+++ RECORD SET +++

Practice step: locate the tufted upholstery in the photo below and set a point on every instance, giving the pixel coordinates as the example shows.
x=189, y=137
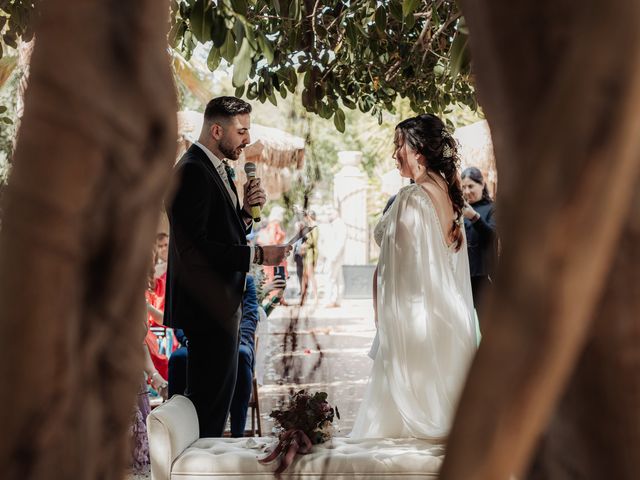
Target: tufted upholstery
x=173, y=458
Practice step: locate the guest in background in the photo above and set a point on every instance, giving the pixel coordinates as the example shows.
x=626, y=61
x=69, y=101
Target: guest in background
x=333, y=251
x=480, y=227
x=273, y=234
x=298, y=256
x=310, y=249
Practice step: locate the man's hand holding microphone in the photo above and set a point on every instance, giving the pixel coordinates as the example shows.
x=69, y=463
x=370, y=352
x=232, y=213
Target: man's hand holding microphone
x=254, y=199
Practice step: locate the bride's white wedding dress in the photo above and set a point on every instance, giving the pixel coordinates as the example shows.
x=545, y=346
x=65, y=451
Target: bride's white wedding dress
x=426, y=325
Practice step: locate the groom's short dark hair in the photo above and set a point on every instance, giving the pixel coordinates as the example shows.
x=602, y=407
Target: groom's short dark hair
x=223, y=108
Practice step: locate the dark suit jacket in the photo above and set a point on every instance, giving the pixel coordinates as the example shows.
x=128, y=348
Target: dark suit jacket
x=208, y=251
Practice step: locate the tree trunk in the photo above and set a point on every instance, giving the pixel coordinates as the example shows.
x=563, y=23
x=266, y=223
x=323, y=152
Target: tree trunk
x=80, y=213
x=595, y=432
x=560, y=86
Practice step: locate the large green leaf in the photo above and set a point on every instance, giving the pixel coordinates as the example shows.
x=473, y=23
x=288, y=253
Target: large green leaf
x=201, y=20
x=228, y=49
x=242, y=64
x=264, y=44
x=213, y=60
x=408, y=7
x=458, y=55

+++

## TASK BRIEF
Print the lines from the one containing "Practice step: locate the man's" through the one containing "x=426, y=325", both included, copying them word for word.

## TASK OUTPUT
Practice step: locate the man's hand holding microphone in the photo above and set a point on every instance, giving the pixel coordinates as the example shows.
x=69, y=463
x=370, y=352
x=232, y=213
Target: man's hand holding microphone
x=254, y=199
Practice step: locate the bride's white wedding dress in the photo above and set a point on every instance, giving the pixel coordinates as the example shows.
x=545, y=346
x=65, y=451
Target: bride's white wedding dress
x=426, y=325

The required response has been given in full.